── Textblock ──

Frau Oberlinger, was ist das eigentlich, eine Barockoper?

Die Barockoper steht am Beginn des Barock-Zeitalters um 1600 und ist vor allem mit dem Namen Claudio Monteverdi verknüpft. Dass man überhaupt Musik und Schauspiel verband, Arien sang, und mit den Rezitative­n eine Geschichte erzählte, gab es vor der Barockzeit nicht. Nun standen fortan Affekt und Rhetorik, das Wort und seine Umsetzung in Musik im Vordergrun­d. Händel hat im Spätbarock die italienisc­he Oper Anfang des 18. Jahrhunder­ts in England eingeführt. Unterschie­den wurde zwischen der „Opera seria“, was man im Schauspiel eine Tragödie nennen würde, und der „Opera buffa“mit Zügen einer Komödie.

Zu welcher Kategorie gehört „Lucio Cornelio Silla“?

Drama, also eine „Opera seria“.

Woher nahmen die Barockkomp­onisten ihren Stoff?

Während in den Oratorien religiöse Stoffe aufgegriff­en wurden, kamen in den Opern meist Stoffe aus der Antike zum Zuge. Die Figuren, die dort auftreten, sollten für gewisse Tugenden oder Untugenden stehen. Am Ende gibt es dann ein „lieto fine“, wo meistens ein „deus ex machina“im Theater vom Himmel auf die Erde kommt, den Menschen sagt, wo’s langgeht, und den Konflikt löst – so auch der Gott Mars im „Silla“.

Wofür steht dann Silla ganz speziell?

Silla ist ja sogar wirklich eine historisch­e Figur, Plutarch hat sein Leben erzählt. Eigentlich hieß der Titelheld aus Händels Oper Lucius Cornelius Sulla, war ein Diktator, der die Macht an sich gerissen hat, viele Menschen ermorden ließ und sich beispielsw­eise auch Frauen gegenüber nicht nett verhielt. In der Oper wandelt sich Sulla oder Silla vom Saulus zum Paulus. Sinngemäß gibt er bekannt: „So, ich gestehe meine Untaten und lege jetzt meine Ämter nieder .... “Diesen Amtsverzic­ht hat es im Übrigen auch tatsächlic­h gegeben.

An welches Publikum richteten sich die Opern und die darin enthaltene­n Botschafte­n?

───
── Datensatzinhalt ──

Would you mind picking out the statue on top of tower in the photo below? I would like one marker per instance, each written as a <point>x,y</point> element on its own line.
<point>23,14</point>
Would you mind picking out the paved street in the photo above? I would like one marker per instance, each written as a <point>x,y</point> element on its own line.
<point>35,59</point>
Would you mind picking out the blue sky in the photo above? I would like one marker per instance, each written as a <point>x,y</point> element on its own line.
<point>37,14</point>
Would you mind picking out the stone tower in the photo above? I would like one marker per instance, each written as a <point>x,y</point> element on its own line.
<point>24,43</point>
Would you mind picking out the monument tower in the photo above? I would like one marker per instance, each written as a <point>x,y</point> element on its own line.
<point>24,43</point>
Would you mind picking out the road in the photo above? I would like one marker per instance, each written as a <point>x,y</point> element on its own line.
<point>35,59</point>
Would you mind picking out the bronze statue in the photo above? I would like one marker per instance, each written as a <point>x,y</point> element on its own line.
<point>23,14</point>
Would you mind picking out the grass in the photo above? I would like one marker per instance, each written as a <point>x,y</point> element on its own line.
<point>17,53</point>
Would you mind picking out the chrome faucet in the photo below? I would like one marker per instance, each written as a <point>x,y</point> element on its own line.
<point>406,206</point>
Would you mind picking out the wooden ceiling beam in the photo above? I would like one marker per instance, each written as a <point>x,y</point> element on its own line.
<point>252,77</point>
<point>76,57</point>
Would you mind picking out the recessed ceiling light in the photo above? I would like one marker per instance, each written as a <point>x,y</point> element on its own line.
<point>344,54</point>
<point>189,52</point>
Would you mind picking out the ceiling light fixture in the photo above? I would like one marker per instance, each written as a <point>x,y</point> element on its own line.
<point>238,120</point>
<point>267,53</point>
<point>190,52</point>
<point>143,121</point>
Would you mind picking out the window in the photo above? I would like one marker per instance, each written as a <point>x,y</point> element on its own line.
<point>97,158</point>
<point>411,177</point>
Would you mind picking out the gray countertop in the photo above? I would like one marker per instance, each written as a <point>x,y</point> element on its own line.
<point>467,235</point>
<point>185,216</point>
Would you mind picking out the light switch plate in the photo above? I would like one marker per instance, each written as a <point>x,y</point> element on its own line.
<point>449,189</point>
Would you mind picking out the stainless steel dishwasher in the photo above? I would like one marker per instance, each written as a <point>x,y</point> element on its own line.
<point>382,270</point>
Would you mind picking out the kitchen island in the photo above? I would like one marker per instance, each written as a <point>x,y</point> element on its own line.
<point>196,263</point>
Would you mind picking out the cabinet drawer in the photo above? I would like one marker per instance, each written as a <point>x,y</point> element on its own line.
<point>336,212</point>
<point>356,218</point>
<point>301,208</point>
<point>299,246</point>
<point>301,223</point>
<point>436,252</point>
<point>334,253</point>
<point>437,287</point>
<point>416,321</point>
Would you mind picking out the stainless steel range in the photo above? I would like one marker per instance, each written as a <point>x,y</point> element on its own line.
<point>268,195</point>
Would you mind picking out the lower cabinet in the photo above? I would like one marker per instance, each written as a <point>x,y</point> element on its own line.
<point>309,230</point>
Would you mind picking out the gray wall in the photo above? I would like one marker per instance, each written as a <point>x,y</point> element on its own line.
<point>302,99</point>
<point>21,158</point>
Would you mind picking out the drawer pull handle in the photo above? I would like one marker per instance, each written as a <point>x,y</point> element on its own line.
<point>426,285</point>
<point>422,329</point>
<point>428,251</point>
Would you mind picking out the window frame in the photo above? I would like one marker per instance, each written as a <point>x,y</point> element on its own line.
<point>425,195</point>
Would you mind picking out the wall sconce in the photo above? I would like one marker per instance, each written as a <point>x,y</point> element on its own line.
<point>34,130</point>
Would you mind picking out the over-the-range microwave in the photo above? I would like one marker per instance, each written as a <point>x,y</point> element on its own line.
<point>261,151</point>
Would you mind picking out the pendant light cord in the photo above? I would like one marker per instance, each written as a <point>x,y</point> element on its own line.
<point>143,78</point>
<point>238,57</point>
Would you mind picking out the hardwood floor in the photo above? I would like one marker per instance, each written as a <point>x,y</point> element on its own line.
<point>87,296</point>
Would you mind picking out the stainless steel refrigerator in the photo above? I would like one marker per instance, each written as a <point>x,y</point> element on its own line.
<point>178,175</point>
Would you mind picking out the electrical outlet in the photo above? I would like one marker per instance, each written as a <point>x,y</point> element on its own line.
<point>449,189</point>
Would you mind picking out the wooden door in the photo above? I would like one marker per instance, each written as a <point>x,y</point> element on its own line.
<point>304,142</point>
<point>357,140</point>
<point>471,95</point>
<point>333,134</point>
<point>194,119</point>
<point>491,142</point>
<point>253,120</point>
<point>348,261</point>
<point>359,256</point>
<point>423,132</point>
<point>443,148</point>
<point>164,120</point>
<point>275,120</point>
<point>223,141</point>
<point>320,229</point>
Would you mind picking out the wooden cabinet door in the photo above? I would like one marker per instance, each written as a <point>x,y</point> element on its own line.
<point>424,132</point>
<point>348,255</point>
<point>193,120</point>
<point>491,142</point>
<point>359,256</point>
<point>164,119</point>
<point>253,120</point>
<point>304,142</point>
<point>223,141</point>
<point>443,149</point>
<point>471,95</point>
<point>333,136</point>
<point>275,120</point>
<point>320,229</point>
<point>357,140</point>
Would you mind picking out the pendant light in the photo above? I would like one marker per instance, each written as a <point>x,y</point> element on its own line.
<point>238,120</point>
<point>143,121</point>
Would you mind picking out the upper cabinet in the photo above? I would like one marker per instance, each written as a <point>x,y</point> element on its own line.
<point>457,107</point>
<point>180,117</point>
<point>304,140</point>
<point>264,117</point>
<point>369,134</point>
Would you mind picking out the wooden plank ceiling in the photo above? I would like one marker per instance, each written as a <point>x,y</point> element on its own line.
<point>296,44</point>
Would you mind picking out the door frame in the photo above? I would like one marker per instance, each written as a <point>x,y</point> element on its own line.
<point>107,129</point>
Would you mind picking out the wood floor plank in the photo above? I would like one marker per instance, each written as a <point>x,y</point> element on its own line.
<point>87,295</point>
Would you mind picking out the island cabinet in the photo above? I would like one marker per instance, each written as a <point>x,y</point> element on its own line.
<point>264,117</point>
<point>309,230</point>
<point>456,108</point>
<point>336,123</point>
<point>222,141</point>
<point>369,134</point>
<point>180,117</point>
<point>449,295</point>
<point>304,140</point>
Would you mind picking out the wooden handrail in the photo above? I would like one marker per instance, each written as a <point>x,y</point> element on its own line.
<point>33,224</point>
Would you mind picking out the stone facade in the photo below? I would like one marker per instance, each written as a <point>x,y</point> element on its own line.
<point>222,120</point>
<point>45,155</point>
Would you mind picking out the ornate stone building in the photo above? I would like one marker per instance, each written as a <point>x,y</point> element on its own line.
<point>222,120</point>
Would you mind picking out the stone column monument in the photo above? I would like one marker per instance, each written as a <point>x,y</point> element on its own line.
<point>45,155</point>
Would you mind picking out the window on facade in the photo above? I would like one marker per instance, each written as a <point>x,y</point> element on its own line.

───

* Aufgaben *
[1] Schreiben Sie aus dem Interview zur Barockoper den Abschnitt ab, der mit den Worten „Silla ist ja“ beginnt und mit „auch tatsächlic­h gegeben.“ endet.
[2] Übertragen Sie den folgenden Satz aus dem Interview zur Barockoper ins Englische: „Die Figuren, die dort auftreten, sollten für gewisse Tugenden oder Untugenden stehen.“

* Lösungen *
[1]
Silla ist ja sogar wirklich eine historisch­e Figur, Plutarch hat sein Leben erzählt. Eigentlich hieß der Titelheld aus Händels Oper Lucius Cornelius Sulla, war ein Diktator, der die Macht an sich gerissen hat, viele Menschen ermorden ließ und sich beispielsw­eise auch Frauen gegenüber nicht nett verhielt. In der Oper wandelt sich Sulla oder Silla vom Saulus zum Paulus. Sinngemäß gibt er bekannt: „So, ich gestehe meine Untaten und lege jetzt meine Ämter nieder .... “Diesen Amtsverzic­ht hat es im Übrigen auch tatsächlic­h gegeben.

[2] The characters who appear there were meant to stand for certain virtues or vices.